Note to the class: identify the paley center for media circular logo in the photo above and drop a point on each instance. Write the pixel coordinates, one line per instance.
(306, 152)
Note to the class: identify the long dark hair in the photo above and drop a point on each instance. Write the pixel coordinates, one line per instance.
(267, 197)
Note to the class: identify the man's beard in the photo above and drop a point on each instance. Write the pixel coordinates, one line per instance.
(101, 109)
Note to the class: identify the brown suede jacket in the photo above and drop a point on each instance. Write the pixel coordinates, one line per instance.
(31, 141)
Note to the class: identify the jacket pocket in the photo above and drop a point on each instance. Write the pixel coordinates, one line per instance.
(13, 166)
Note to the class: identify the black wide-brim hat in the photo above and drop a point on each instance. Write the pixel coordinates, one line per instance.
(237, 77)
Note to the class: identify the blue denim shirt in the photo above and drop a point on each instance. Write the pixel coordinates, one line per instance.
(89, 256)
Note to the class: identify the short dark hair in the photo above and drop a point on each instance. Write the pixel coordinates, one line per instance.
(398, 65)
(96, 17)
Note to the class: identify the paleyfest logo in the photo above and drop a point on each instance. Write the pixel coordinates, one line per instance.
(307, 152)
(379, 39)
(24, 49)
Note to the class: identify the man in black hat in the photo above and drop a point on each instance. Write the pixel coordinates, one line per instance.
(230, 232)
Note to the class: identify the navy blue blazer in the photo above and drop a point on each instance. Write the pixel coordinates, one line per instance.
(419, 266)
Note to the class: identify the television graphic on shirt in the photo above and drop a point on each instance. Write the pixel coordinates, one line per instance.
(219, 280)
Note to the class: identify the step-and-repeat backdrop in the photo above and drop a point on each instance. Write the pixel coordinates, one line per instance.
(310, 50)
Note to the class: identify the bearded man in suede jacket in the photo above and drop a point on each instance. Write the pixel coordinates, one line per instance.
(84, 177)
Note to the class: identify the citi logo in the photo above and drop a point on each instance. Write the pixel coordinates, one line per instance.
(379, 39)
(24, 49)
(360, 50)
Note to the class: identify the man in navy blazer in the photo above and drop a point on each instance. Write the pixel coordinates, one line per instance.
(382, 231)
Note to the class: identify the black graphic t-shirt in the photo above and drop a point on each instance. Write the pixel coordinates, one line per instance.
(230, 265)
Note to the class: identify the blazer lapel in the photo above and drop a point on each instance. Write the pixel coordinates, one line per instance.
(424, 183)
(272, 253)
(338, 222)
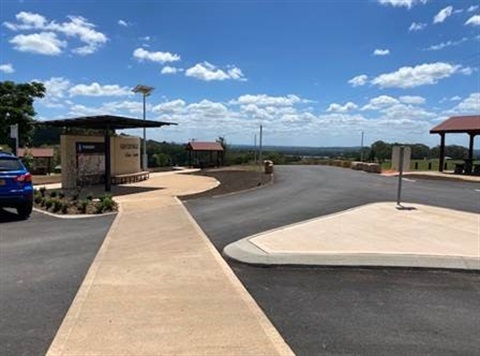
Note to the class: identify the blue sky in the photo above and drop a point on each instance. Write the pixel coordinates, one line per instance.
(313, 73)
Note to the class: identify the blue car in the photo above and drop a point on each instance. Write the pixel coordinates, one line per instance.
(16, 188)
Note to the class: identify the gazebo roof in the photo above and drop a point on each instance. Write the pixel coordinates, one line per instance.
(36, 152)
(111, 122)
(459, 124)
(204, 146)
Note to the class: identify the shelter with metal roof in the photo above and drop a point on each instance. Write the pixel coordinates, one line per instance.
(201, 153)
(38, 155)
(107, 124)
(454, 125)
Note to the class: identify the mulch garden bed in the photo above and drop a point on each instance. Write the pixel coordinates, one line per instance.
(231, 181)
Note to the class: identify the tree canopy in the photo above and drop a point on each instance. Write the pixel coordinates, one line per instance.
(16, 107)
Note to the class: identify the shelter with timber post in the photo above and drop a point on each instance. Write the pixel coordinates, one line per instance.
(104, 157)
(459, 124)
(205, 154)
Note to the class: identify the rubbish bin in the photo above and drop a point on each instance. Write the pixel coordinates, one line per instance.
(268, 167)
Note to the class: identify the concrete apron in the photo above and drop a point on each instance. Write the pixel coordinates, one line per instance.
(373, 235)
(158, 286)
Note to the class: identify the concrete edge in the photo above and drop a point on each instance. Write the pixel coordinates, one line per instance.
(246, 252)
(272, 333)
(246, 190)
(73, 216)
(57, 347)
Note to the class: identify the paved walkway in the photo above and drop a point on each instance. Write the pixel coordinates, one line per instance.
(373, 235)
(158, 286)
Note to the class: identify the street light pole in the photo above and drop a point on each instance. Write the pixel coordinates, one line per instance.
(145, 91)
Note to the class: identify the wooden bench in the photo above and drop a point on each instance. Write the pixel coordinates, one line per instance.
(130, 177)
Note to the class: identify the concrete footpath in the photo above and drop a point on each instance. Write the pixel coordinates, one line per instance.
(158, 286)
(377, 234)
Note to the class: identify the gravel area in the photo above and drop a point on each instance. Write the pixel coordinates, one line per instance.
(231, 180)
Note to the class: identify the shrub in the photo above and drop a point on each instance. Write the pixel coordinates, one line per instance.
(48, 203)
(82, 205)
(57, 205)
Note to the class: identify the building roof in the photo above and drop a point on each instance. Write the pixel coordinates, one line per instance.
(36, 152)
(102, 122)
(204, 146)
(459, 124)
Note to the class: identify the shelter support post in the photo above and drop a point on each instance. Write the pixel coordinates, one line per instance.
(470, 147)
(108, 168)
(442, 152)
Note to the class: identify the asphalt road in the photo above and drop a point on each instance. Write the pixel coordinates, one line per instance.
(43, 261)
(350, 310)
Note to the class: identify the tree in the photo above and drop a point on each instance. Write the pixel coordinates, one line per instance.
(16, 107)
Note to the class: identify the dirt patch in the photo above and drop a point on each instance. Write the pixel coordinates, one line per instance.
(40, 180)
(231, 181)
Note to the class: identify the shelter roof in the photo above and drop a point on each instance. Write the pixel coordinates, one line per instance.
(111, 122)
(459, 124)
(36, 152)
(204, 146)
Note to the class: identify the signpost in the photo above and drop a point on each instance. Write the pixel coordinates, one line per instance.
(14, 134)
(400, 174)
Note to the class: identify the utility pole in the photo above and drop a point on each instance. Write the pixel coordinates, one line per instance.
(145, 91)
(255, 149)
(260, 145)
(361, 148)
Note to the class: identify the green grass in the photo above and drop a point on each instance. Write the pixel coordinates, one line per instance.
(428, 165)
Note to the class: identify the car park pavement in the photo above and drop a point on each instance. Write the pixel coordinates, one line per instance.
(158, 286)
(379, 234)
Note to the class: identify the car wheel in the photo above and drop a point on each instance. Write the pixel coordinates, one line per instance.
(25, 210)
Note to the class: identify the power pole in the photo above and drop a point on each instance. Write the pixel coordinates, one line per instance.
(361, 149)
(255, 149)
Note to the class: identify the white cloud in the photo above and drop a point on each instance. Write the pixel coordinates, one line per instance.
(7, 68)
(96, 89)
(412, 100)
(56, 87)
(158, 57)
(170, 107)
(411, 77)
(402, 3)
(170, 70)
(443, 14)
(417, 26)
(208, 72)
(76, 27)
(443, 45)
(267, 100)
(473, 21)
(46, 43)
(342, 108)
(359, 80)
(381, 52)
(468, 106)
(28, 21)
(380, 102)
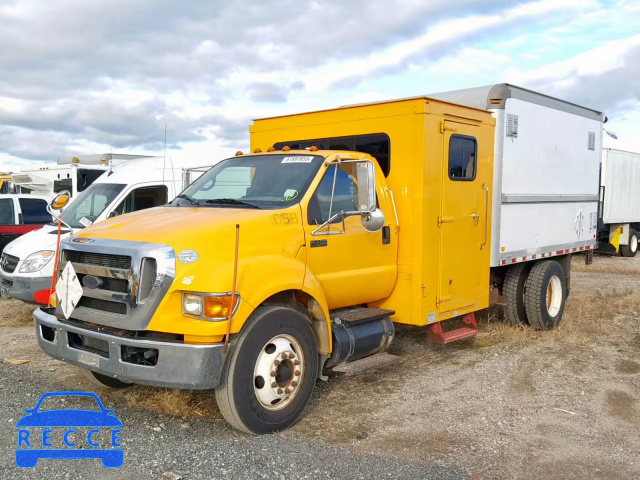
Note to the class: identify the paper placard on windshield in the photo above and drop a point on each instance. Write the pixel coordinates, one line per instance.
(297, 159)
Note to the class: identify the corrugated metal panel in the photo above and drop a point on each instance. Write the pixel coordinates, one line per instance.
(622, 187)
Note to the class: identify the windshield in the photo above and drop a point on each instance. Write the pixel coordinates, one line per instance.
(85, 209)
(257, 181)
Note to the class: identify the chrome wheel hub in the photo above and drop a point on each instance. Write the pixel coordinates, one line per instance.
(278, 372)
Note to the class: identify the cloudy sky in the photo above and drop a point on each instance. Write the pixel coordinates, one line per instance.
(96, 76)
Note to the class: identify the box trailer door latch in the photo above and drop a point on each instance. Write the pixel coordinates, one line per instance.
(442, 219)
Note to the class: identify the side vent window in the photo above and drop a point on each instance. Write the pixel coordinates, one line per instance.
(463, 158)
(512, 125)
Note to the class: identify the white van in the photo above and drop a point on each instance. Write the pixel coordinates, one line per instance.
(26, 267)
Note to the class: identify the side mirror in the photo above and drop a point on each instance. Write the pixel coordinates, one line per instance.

* * *

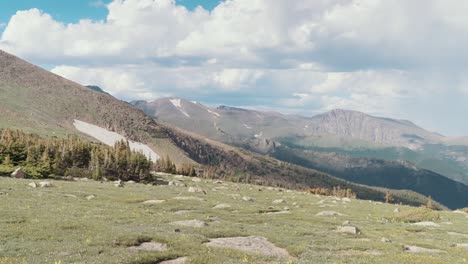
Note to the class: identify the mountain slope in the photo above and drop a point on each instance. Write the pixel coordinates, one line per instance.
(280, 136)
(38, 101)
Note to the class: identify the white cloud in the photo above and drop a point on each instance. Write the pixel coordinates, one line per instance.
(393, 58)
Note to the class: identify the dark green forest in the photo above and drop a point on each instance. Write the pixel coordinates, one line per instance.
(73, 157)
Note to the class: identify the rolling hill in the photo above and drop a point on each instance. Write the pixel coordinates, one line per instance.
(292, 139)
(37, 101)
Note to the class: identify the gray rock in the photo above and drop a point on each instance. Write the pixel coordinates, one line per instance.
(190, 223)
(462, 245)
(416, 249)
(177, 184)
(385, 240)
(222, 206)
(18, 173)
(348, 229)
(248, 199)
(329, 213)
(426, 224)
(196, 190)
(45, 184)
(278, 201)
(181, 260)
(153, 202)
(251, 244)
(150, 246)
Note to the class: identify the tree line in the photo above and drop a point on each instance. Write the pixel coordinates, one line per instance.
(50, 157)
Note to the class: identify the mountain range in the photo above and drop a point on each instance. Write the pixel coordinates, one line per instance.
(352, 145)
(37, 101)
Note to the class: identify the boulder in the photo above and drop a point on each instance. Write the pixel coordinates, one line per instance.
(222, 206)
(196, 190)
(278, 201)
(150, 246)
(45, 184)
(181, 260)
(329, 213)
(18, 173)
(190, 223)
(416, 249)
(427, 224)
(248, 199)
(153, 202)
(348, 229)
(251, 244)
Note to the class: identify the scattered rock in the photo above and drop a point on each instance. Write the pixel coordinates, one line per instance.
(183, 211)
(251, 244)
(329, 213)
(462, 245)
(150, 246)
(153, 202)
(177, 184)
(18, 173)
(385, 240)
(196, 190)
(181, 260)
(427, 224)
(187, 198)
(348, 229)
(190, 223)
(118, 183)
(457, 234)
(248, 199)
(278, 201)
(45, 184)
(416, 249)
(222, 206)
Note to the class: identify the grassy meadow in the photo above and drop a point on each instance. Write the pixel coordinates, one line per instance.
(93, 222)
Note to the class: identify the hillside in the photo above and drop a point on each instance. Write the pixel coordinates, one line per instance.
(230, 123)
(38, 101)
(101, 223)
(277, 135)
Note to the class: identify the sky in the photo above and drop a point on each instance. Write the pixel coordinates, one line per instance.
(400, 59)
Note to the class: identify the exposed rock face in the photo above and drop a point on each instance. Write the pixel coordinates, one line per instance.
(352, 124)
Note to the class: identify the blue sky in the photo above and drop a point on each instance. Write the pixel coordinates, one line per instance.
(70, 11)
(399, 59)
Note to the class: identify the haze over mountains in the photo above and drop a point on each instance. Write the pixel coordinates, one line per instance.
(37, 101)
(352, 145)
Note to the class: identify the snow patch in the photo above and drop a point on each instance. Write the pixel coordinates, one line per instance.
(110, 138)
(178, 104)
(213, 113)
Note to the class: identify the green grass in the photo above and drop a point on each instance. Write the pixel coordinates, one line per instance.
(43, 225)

WRITTEN EXERCISE: Copy out every line above that contains the word "with".

EXERCISE OUTPUT:
Note to the class: identify the shelter with metal roof in the photo above and drop a point on each instance. Write the pixel coordinates, one line per instance.
Note to the class: identify the shelter with timber post in the photo above and drop a point on each instance. Write the pixel coordinates, one line per instance.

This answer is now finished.